* [TO BE DONE] Write out the stretch of the essay on Indigenous perspectives in climate action from "Ishmael is a" through "such Leaver communities.", substituting "primate" for "gorilla".

By Hannah Besson
The value of Indigenous perspectives in climate action is becoming increasingly clear. Indigenous territories comprise 22% of the world’s land surface but 80% of the planet’s biodiversity (FAOUN). This makes the integration of Indigenous knowledge invaluable in corporate ESG strategies. For instance, the Taskforce on Nature-Related Financial Disclosures announced in May of 2022 that it is expanding its consultation process with Indigenous Peoples to develop the framework (TNFD).
The Anthropocene Epoch is an unofficial unit of geologic time that describes Earth’s recent history during which human activity is having a consequential impact on the planet’s climate and ecosystems (National Geographic). It has ultimately culminated in the climate crisis that we face today.
A phenomenon that most of our generation will have experienced is a disconnect between the alarming conclusions drawn, for instance, from the IPCC’s assessment reports and the relative lack of united, radical, and material response on the part of individuals, global authorities, and firms alike. How can cognitive dissonance occur on such a large scale?
We find part of the answer in the cultural biases that influence our beliefs about humans, the environment, and the relationship between the two. Putting the novel Ishmael in dialogue with Indigenous thought-work may help to unearth some of the biases at play in the emergence and escalation of the Anthropocene.
Ishmael is a 1992 philosophical novel by Daniel Quinn that explores the topics of ethics, sustainability, and global catastrophe. It is comprised of conversations between a wise, humanized gorilla, Ishmael, and a man who becomes his student. It is necessary first to note the distinction the novel makes between human ‘Takers’ and ‘Leavers.’ The distinction is that “the premise of the Taker story is ‘the world belongs to man’. … The premise of the Leaver story is ‘man belongs to the world’.” (Ishmael, Quinn, 239). Ishmael explains that the Takers are essentially at odds with Leavers, who stand between them and total exploitation. Indigenous societies are cited as an example of such Leaver communities.

* [DATA SECTION]
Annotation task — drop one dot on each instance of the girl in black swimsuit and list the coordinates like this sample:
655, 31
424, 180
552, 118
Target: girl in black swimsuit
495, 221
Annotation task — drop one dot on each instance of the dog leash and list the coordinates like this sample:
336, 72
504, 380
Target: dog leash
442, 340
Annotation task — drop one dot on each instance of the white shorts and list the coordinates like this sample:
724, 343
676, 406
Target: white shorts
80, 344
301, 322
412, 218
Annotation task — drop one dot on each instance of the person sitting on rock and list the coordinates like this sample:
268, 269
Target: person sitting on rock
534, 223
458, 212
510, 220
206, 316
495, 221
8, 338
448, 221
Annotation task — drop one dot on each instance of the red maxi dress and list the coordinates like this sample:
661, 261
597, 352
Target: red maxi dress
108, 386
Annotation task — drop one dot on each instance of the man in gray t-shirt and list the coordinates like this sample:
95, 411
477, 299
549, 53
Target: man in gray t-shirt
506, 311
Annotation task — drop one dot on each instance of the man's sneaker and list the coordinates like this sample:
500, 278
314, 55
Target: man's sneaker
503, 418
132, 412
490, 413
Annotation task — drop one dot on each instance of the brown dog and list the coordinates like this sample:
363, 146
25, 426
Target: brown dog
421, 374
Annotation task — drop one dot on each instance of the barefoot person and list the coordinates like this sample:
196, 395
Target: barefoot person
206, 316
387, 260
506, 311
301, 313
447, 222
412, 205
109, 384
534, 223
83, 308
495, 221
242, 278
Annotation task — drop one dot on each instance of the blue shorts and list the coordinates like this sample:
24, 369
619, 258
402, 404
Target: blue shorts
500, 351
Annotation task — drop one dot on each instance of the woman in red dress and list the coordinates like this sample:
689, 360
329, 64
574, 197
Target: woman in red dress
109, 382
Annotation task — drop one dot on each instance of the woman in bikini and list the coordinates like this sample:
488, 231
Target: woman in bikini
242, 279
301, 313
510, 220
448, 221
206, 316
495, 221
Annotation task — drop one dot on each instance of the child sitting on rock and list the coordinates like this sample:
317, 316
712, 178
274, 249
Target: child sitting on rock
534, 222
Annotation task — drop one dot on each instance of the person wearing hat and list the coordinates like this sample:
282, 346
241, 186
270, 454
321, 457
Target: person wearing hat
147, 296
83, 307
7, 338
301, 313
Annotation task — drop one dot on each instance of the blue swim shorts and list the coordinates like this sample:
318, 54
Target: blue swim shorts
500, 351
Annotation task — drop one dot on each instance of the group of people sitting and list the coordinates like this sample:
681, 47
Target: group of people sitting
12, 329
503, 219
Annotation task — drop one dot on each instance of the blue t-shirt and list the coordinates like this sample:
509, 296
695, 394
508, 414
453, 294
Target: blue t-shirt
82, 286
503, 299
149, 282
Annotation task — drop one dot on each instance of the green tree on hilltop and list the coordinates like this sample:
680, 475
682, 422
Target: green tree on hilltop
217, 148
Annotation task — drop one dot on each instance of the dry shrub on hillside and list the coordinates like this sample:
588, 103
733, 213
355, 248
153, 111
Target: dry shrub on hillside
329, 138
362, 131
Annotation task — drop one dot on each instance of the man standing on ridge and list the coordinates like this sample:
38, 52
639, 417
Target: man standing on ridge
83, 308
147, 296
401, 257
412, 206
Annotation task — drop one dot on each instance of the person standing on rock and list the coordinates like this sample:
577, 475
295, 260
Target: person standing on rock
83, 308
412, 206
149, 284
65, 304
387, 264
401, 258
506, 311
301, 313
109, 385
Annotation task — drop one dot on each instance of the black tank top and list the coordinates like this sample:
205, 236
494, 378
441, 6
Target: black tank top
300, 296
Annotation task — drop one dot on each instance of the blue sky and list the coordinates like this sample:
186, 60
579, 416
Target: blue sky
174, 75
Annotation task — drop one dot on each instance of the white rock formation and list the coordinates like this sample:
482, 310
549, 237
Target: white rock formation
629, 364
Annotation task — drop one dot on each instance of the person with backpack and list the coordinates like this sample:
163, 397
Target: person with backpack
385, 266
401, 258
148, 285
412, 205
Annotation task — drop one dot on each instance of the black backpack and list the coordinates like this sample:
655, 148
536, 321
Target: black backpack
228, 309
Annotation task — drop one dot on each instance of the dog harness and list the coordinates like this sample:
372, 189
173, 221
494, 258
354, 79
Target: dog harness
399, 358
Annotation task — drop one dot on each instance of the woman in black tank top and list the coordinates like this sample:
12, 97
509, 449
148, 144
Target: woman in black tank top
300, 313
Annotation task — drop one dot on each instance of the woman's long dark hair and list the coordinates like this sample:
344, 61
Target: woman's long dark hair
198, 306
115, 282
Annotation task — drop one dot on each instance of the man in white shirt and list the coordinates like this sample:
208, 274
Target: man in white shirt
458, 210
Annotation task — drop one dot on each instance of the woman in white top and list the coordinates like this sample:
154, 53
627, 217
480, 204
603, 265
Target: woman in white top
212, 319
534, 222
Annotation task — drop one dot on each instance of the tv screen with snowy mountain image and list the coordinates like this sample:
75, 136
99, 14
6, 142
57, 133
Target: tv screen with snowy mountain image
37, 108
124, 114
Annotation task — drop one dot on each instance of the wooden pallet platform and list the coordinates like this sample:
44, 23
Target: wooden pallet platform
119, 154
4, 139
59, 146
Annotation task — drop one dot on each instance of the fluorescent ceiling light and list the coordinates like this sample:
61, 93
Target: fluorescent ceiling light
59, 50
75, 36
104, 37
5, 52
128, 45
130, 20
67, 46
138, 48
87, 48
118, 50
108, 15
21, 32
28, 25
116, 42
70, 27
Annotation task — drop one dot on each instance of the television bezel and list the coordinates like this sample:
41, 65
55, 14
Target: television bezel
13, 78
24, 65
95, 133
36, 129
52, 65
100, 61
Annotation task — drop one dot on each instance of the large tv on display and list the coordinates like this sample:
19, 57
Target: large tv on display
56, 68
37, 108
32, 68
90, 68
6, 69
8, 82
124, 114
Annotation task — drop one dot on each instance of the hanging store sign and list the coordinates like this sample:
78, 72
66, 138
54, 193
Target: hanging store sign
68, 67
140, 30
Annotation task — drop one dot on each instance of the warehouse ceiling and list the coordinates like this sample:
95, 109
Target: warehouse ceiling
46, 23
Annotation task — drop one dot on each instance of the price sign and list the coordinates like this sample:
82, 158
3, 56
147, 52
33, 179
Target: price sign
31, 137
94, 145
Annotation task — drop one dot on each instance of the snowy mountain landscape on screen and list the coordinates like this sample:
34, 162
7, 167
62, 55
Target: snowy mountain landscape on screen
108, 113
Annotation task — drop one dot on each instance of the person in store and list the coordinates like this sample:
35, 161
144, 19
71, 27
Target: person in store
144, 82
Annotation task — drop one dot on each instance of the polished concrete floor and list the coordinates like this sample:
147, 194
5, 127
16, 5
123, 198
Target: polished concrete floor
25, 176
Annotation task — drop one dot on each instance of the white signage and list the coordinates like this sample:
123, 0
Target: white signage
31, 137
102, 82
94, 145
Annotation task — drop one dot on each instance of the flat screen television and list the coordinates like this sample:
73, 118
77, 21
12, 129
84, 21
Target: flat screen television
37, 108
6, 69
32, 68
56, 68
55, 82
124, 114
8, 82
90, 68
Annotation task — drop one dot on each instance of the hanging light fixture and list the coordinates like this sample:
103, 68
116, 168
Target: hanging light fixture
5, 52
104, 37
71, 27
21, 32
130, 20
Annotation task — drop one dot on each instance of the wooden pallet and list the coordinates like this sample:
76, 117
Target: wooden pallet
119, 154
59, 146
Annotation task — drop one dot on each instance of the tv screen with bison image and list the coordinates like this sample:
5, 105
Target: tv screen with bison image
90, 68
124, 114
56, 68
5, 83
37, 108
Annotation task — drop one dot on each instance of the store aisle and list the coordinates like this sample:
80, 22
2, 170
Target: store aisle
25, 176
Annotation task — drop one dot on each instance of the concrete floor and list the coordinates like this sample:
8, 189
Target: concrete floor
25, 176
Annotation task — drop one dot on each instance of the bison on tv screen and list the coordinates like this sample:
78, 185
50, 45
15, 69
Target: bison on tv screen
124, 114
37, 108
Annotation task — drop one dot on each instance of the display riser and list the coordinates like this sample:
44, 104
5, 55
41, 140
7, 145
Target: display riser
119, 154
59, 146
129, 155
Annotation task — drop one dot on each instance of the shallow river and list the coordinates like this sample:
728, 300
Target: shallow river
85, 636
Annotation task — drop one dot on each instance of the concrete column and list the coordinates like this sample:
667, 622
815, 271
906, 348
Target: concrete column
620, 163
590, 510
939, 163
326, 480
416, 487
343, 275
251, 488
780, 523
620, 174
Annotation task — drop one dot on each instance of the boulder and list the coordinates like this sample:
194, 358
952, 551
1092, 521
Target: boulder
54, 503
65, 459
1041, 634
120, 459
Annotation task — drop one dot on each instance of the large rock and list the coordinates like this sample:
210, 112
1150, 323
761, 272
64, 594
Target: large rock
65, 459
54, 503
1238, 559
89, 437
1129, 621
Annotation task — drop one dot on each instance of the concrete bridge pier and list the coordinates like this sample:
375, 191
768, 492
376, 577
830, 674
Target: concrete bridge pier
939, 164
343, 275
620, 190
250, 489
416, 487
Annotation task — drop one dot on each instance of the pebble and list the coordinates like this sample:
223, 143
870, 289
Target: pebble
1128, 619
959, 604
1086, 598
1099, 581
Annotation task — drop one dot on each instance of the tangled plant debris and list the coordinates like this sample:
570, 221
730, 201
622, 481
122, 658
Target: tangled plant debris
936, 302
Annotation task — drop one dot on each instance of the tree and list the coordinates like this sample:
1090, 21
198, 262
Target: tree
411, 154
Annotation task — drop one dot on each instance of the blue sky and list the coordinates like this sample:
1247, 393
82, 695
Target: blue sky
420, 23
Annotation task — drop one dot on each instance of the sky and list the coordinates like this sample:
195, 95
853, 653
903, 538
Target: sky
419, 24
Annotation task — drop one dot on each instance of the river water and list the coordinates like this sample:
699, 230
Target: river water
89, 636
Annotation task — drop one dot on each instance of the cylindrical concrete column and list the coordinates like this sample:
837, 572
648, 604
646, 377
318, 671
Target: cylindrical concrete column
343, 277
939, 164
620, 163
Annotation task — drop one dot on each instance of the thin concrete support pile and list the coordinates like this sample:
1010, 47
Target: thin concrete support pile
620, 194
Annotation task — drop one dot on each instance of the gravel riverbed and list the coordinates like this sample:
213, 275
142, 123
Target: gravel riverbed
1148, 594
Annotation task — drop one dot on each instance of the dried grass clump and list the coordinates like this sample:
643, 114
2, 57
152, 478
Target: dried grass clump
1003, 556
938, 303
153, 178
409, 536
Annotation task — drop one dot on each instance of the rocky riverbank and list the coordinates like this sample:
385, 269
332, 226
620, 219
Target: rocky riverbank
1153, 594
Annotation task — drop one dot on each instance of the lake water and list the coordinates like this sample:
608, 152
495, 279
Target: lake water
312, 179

* [PROBLEM SOLUTION]
Ishmael is a 1992 philosophical novel by Daniel Quinn that explores the topics of ethics, sustainability, and global catastrophe. It is comprised of conversations between a wise, humanized primate, Ishmael, and a man who becomes his student. It is necessary first to note the distinction the novel makes between human ‘Takers’ and ‘Leavers.’ The distinction is that “the premise of the Taker story is ‘the world belongs to man’. … The premise of the Leaver story is ‘man belongs to the world’.” (Ishmael, Quinn, 239). Ishmael explains that the Takers are essentially at odds with Leavers, who stand between them and total exploitation. Indigenous societies are cited as an example of such Leaver communities.